Given task:
How many lines in the listing below contain the string "helmet", with case counting? Give only the number.

(Point-based annotation data)
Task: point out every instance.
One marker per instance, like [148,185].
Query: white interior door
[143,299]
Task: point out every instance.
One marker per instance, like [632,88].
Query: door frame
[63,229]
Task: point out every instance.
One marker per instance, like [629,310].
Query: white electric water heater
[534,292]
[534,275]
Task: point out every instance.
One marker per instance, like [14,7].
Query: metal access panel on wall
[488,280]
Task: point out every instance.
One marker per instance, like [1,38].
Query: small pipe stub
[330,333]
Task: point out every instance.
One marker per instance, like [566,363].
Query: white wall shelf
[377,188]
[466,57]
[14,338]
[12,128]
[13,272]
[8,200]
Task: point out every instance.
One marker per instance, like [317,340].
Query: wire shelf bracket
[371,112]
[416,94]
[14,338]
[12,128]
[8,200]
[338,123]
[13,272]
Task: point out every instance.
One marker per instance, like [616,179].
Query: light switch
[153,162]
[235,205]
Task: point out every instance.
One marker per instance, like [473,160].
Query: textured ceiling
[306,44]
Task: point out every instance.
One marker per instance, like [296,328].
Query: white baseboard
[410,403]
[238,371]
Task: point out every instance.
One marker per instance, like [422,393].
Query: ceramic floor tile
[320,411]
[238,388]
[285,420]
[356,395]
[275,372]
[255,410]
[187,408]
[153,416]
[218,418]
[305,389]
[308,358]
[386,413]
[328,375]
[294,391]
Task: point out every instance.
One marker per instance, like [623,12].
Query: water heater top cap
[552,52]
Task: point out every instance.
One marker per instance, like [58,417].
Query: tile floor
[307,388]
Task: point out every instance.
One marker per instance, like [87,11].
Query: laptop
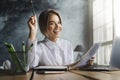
[114,63]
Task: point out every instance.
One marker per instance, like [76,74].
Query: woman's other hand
[91,61]
[33,26]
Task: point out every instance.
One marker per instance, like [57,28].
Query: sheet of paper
[87,56]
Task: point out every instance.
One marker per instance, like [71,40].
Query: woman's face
[54,27]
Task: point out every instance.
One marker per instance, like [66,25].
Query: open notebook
[114,63]
[83,61]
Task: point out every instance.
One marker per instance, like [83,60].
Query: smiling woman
[52,50]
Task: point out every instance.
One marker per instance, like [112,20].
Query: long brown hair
[43,19]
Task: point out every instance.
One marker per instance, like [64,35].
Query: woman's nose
[57,26]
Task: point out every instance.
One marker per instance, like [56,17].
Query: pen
[32,75]
[33,10]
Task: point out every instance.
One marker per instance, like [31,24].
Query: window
[103,29]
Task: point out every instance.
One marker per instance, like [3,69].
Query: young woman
[52,50]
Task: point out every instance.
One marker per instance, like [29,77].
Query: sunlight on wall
[117,17]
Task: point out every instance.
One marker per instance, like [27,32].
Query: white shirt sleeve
[33,56]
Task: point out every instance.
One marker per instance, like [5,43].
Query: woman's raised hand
[33,26]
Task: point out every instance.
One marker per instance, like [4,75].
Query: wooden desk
[72,75]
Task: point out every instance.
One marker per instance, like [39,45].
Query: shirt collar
[51,43]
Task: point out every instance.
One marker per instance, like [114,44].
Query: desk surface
[72,75]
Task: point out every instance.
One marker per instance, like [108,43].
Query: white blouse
[49,53]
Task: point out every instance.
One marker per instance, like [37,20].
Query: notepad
[51,68]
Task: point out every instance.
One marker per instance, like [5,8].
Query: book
[51,68]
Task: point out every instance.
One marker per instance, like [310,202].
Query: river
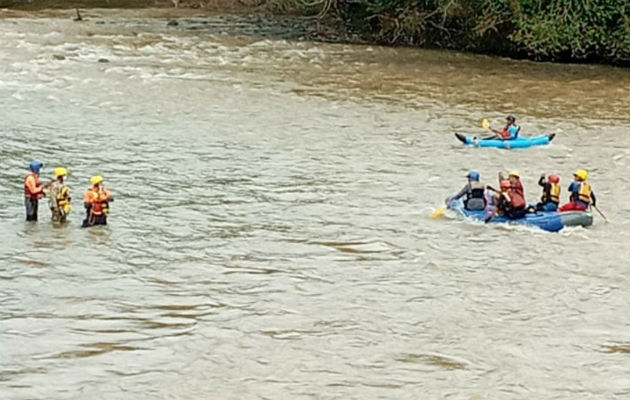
[270,236]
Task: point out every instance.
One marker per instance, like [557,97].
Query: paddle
[601,213]
[439,212]
[486,125]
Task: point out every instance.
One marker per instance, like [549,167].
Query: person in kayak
[551,193]
[509,203]
[474,192]
[59,196]
[96,202]
[582,196]
[510,130]
[33,190]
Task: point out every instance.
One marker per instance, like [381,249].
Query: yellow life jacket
[63,200]
[554,192]
[584,192]
[98,206]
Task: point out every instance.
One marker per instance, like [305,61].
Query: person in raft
[582,196]
[551,193]
[474,192]
[96,202]
[509,203]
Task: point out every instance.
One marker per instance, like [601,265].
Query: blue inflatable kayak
[548,221]
[518,143]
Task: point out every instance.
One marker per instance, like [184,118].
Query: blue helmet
[474,175]
[35,166]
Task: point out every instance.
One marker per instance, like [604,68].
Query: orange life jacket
[98,199]
[584,192]
[33,188]
[554,192]
[515,198]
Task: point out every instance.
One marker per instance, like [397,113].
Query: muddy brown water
[271,236]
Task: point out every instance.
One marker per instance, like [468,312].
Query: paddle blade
[439,213]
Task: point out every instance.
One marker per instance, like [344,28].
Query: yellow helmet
[60,171]
[581,174]
[96,179]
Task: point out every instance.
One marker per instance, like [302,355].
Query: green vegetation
[557,30]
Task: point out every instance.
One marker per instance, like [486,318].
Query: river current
[270,236]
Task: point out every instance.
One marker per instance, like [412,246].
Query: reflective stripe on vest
[554,193]
[584,192]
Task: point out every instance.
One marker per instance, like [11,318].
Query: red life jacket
[517,199]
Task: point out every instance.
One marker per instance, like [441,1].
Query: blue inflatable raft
[548,221]
[520,142]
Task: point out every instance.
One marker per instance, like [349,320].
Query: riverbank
[265,19]
[604,36]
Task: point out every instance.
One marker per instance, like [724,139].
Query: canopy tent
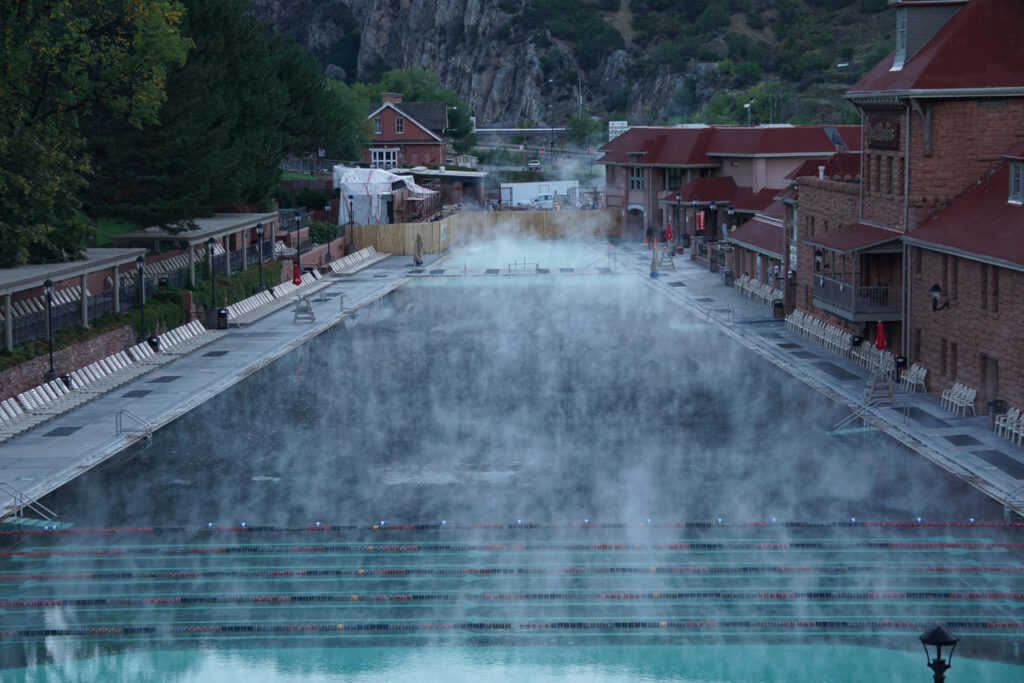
[367,187]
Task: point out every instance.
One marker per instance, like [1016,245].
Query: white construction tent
[372,189]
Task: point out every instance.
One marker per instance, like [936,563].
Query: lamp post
[298,242]
[140,266]
[938,638]
[48,288]
[259,240]
[351,224]
[213,275]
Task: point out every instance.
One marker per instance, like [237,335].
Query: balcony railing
[857,303]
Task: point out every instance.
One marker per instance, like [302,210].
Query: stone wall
[976,340]
[30,374]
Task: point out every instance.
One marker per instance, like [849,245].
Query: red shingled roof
[852,237]
[667,146]
[979,47]
[1016,152]
[761,236]
[769,140]
[981,222]
[842,164]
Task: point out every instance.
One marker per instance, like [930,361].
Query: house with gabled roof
[406,134]
[652,174]
[932,245]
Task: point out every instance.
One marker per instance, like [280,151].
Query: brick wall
[824,205]
[976,340]
[30,374]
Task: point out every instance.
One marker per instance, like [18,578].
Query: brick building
[937,217]
[406,134]
[652,174]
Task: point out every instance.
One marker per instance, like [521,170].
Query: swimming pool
[547,438]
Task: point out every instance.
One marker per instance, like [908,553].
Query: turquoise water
[472,400]
[692,664]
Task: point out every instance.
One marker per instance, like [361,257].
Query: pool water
[546,440]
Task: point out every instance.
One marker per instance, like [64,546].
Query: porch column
[85,302]
[8,332]
[117,291]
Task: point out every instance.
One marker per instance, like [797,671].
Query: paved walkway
[44,459]
[966,446]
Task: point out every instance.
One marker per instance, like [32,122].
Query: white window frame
[1017,181]
[636,178]
[385,158]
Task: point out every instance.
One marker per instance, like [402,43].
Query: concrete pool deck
[49,456]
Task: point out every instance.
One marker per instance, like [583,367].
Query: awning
[853,237]
[760,236]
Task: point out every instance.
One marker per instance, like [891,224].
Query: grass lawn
[296,175]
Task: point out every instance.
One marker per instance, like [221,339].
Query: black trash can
[996,407]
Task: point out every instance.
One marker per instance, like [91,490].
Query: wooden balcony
[854,302]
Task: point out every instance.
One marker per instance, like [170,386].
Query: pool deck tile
[38,464]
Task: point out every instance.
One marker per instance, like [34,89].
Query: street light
[938,638]
[213,278]
[48,288]
[140,265]
[259,239]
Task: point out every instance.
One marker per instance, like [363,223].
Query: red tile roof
[773,140]
[761,236]
[695,146]
[842,164]
[852,237]
[666,146]
[980,222]
[979,47]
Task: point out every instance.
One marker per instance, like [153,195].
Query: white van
[544,202]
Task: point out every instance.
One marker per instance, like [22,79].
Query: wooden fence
[439,235]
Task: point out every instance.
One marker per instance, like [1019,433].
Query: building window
[636,177]
[900,55]
[993,300]
[1017,181]
[385,158]
[673,178]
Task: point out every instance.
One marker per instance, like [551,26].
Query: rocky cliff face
[477,50]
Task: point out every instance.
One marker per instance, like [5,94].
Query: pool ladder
[22,502]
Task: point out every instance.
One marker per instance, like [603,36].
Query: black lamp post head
[938,638]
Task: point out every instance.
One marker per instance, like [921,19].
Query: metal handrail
[119,422]
[22,501]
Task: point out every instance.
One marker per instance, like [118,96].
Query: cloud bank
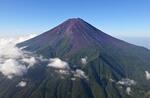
[14,61]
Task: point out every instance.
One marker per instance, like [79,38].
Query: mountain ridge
[113,68]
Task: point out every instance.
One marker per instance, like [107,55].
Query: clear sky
[115,17]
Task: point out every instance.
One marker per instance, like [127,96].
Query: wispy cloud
[14,61]
[147,75]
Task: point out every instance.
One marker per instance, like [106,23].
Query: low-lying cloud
[14,61]
[147,75]
[22,84]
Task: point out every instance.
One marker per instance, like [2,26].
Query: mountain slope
[100,66]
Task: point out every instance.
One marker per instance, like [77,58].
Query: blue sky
[115,17]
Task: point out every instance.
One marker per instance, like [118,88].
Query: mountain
[99,65]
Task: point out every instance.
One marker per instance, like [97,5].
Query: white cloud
[13,59]
[126,82]
[147,74]
[128,90]
[11,67]
[58,63]
[22,84]
[84,60]
[79,73]
[31,61]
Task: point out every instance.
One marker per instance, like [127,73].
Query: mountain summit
[80,61]
[72,36]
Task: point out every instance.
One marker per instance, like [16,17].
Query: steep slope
[100,66]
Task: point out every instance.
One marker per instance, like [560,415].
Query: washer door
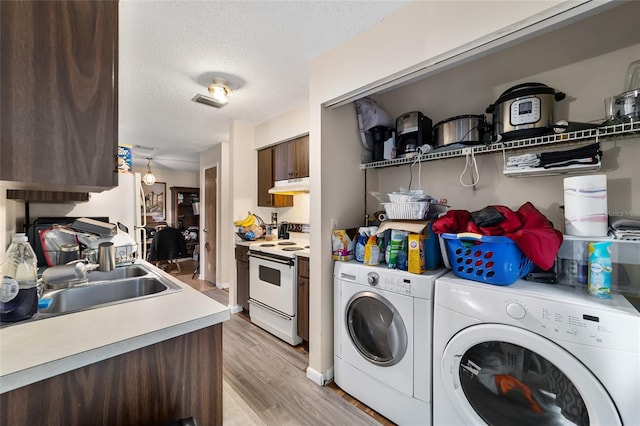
[376,329]
[503,375]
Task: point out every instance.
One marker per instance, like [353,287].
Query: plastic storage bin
[487,259]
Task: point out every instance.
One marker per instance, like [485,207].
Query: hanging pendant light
[149,178]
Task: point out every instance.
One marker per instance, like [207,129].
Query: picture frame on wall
[155,202]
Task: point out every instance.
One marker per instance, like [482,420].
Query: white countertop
[36,350]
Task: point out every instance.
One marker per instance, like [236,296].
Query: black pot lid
[458,117]
[525,89]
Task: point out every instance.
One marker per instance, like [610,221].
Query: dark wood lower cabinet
[303,299]
[242,276]
[155,385]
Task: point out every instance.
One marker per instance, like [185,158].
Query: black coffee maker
[413,130]
[283,231]
[382,134]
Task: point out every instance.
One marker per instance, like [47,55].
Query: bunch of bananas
[246,222]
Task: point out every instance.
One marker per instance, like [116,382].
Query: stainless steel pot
[524,111]
[466,129]
[626,106]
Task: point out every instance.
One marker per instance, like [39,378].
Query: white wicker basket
[415,210]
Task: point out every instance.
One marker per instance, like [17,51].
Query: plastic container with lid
[19,290]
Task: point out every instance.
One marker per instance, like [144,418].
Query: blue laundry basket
[487,259]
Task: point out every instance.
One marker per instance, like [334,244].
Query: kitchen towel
[585,206]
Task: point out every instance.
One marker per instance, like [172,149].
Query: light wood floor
[267,377]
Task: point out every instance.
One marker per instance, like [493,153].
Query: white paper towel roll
[585,206]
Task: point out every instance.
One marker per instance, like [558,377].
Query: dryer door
[376,329]
[503,375]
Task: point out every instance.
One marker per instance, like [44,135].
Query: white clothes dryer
[533,354]
[382,339]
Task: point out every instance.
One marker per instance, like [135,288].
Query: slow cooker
[524,111]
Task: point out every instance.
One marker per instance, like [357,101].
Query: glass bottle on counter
[19,290]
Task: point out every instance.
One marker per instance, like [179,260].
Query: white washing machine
[382,339]
[533,353]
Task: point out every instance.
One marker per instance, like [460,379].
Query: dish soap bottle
[600,270]
[19,290]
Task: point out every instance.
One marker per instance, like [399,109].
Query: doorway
[208,260]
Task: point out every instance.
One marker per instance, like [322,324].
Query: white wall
[585,103]
[282,128]
[399,45]
[218,156]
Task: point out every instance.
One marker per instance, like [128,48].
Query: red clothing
[532,232]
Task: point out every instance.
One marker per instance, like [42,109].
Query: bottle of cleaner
[361,243]
[19,290]
[599,284]
[371,252]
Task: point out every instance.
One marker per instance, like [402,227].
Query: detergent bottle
[361,243]
[599,284]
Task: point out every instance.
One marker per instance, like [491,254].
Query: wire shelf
[605,132]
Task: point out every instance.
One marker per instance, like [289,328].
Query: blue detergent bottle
[600,267]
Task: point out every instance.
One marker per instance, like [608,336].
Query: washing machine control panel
[571,323]
[516,310]
[558,313]
[373,278]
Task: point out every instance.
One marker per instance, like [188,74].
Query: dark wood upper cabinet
[59,85]
[292,159]
[266,163]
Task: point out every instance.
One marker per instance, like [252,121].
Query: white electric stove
[273,285]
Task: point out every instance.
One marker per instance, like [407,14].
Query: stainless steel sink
[123,284]
[117,273]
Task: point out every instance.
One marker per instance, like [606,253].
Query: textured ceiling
[171,50]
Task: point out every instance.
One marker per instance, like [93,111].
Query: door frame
[202,220]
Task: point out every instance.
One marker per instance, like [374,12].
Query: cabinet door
[284,161]
[303,298]
[266,179]
[59,81]
[300,159]
[242,276]
[292,159]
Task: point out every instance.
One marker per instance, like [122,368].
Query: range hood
[290,186]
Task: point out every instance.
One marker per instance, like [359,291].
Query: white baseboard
[319,378]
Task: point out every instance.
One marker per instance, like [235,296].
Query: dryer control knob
[516,310]
[373,278]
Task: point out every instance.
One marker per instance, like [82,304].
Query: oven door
[272,282]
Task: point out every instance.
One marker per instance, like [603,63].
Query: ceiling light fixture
[149,178]
[219,90]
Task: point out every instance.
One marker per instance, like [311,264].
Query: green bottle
[599,284]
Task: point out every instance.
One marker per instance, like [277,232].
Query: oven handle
[271,259]
[270,309]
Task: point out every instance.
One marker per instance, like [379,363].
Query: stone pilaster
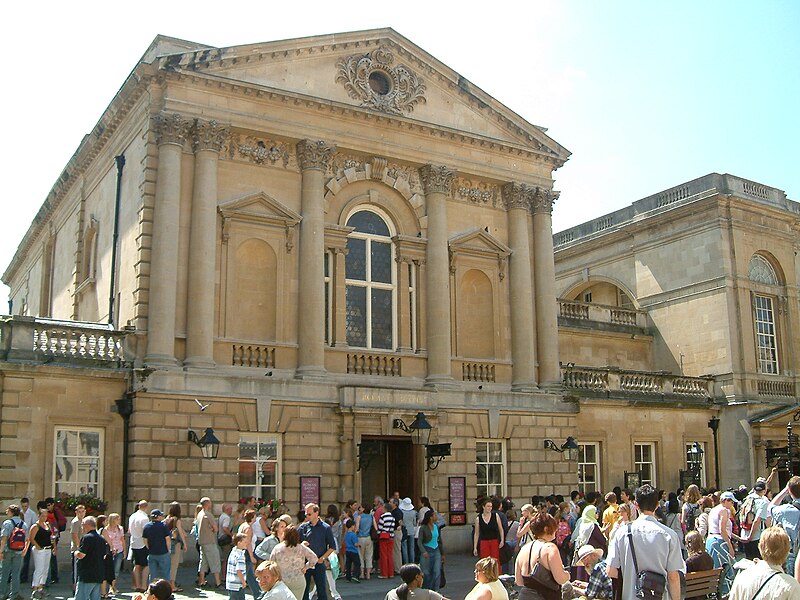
[437,181]
[313,156]
[208,139]
[544,275]
[171,133]
[517,199]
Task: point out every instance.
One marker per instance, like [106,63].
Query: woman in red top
[489,535]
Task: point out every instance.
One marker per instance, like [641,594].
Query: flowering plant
[67,503]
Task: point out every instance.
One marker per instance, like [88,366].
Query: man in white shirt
[766,579]
[29,517]
[659,549]
[138,551]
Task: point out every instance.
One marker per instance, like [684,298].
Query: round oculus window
[379,83]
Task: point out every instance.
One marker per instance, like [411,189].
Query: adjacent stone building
[689,293]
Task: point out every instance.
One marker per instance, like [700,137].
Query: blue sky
[645,95]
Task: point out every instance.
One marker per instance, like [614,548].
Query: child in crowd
[235,581]
[352,561]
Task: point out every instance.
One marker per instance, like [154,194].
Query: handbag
[541,579]
[648,583]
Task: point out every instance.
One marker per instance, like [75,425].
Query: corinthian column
[313,156]
[209,138]
[545,285]
[171,132]
[438,181]
[516,197]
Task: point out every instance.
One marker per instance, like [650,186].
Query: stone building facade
[311,238]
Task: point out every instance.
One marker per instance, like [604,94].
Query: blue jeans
[159,566]
[431,569]
[318,573]
[10,569]
[407,547]
[236,594]
[87,591]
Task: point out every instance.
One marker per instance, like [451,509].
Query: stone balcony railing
[29,339]
[609,381]
[600,313]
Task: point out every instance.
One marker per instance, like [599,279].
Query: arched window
[370,281]
[761,271]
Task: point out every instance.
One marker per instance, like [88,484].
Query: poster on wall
[309,490]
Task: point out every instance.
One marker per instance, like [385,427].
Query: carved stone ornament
[437,179]
[258,151]
[209,135]
[314,154]
[543,200]
[171,129]
[373,80]
[517,195]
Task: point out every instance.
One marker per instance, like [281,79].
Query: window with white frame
[766,339]
[644,461]
[260,466]
[490,467]
[702,464]
[77,461]
[370,282]
[589,467]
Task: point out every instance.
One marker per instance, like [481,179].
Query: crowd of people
[584,546]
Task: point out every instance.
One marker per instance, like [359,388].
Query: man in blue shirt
[319,536]
[157,541]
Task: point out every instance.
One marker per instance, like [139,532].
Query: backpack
[16,541]
[691,516]
[747,513]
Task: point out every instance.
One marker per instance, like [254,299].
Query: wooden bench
[704,584]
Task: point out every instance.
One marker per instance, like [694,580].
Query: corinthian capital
[314,154]
[543,201]
[437,179]
[209,135]
[516,195]
[171,128]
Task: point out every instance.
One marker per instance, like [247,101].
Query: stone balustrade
[45,340]
[612,381]
[600,313]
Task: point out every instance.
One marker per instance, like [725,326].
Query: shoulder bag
[648,583]
[539,578]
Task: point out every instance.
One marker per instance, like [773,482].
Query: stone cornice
[437,179]
[315,154]
[209,135]
[338,108]
[364,42]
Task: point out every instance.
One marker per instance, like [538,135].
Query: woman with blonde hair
[488,586]
[293,558]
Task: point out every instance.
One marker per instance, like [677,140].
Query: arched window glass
[370,281]
[761,271]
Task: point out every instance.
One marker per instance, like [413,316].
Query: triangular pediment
[378,71]
[259,207]
[478,242]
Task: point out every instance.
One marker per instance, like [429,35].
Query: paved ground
[459,570]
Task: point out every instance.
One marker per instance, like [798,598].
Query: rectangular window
[260,466]
[766,340]
[702,463]
[644,459]
[490,467]
[77,463]
[589,467]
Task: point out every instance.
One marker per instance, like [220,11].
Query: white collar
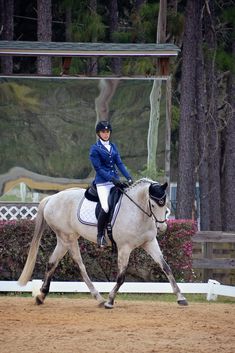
[105,143]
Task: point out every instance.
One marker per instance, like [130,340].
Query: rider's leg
[103,193]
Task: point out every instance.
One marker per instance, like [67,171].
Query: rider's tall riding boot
[102,219]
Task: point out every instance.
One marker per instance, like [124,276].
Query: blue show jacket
[105,162]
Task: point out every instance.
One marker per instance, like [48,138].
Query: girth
[114,196]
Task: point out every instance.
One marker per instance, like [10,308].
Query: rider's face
[104,135]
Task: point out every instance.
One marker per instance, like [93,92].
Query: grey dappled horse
[142,213]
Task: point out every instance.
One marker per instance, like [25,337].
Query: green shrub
[176,245]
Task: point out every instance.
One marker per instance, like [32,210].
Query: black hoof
[38,300]
[182,302]
[101,242]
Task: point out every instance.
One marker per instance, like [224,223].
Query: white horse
[142,213]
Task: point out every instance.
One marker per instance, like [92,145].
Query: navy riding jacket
[105,163]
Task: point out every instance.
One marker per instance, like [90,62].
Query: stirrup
[101,241]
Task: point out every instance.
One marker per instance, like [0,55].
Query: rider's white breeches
[103,193]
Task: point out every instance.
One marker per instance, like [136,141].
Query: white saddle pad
[86,212]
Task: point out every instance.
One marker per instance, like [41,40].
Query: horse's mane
[138,182]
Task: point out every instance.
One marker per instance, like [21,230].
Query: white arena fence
[211,289]
[16,211]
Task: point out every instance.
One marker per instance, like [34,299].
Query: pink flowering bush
[176,245]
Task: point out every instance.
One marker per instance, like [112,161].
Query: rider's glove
[130,181]
[116,182]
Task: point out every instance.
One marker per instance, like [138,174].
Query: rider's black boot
[102,219]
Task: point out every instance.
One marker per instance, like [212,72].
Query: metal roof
[27,48]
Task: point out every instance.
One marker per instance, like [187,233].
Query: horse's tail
[33,250]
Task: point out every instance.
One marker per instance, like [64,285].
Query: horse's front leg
[153,249]
[76,256]
[123,259]
[57,255]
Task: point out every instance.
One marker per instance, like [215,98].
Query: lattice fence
[16,211]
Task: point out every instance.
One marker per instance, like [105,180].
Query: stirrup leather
[101,241]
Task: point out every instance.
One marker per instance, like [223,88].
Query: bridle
[159,201]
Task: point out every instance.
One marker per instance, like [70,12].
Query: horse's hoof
[101,304]
[182,302]
[108,305]
[39,300]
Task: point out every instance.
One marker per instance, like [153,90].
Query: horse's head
[158,206]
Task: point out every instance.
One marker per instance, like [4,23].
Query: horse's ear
[164,186]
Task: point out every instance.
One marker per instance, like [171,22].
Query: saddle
[114,196]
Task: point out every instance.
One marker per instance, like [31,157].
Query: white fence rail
[212,289]
[17,211]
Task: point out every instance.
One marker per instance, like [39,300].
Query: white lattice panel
[17,212]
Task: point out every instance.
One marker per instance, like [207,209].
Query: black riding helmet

Full output:
3